▸ **TASK BRIEF**
From the multi-syntax data processing text, transcribe the part that opens with the words containing "Multi-Syntax Data Processing" and closes with "these formats natively.".

▸ **TEXT EXCERPT**
-- Start --
Multi-Syntax Data Processing
Overview
Grapa's multi-syntax capabilities enable powerful data processing workflows that combine SQL, JSON, XML, and custom syntaxes seamlessly. This use case demonstrates how to build sophisticated data pipelines using multiple native syntaxes.:
Scenario: ETL Pipeline with Multi-Syntax Support
Problem Statement
You need to process data from multiple sources:
- CSV files with user data
- JSON APIs with product information
- XML feeds with inventory data
- Database tables with transaction history
The goal is to create a unified data processing pipeline that can handle all these formats natively.
-- End --
▸ **RECORDS SHOWN**
-- Start --
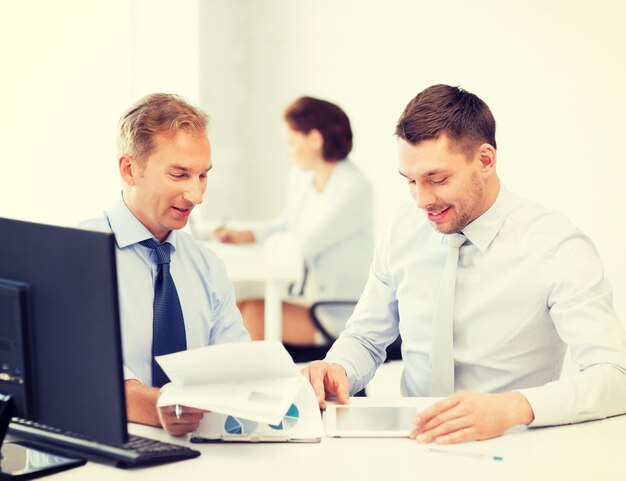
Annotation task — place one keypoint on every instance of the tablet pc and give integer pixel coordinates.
(360, 420)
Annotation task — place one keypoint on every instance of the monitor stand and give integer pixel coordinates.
(18, 460)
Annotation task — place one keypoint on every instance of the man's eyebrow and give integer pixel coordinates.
(426, 174)
(186, 169)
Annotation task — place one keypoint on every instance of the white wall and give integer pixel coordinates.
(69, 69)
(552, 71)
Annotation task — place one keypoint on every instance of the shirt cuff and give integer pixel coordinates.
(549, 404)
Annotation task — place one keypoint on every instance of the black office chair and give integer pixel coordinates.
(329, 318)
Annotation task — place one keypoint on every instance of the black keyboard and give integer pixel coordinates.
(138, 451)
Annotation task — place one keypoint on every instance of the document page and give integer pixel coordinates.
(253, 380)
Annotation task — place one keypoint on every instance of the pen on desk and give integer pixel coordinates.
(466, 454)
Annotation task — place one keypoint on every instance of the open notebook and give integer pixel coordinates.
(302, 423)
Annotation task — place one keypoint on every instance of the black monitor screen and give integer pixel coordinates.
(71, 285)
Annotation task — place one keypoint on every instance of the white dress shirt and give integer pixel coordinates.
(333, 228)
(206, 296)
(529, 284)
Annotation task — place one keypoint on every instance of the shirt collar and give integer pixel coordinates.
(483, 230)
(127, 228)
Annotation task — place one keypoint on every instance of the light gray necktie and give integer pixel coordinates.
(442, 353)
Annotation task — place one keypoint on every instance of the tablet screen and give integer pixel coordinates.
(386, 420)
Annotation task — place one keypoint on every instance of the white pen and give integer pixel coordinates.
(466, 454)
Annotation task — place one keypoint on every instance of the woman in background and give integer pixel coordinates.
(328, 209)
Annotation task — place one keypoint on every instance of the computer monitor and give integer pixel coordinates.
(60, 343)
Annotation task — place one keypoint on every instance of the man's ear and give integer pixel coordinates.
(487, 156)
(128, 169)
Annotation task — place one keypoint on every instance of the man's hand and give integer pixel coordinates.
(470, 415)
(185, 421)
(230, 236)
(328, 380)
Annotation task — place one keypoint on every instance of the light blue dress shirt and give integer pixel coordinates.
(529, 284)
(206, 296)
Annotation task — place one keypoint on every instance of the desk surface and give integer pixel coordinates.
(587, 451)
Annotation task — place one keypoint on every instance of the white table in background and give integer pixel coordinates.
(275, 262)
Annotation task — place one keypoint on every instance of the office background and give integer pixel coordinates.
(551, 70)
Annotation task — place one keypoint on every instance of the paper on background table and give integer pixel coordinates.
(255, 380)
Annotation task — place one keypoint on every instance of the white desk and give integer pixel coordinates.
(588, 451)
(275, 262)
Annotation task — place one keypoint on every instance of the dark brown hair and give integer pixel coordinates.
(308, 113)
(461, 115)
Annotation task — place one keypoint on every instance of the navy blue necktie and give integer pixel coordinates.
(168, 325)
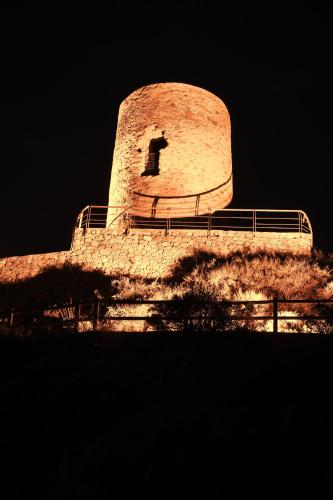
-- End --
▸ **EXERCISE SOLUTION**
Multi-Syntax Data Processing
Overview
Grapa's multi-syntax capabilities enable powerful data processing workflows that combine SQL, JSON, XML, and custom syntaxes seamlessly. This use case demonstrates how to build sophisticated data pipelines using multiple native syntaxes.:
Scenario: ETL Pipeline with Multi-Syntax Support
Problem Statement
You need to process data from multiple sources:
- CSV files with user data
- JSON APIs with product information
- XML feeds with inventory data
- Database tables with transaction history
The goal is to create a unified data processing pipeline that can handle all these formats natively.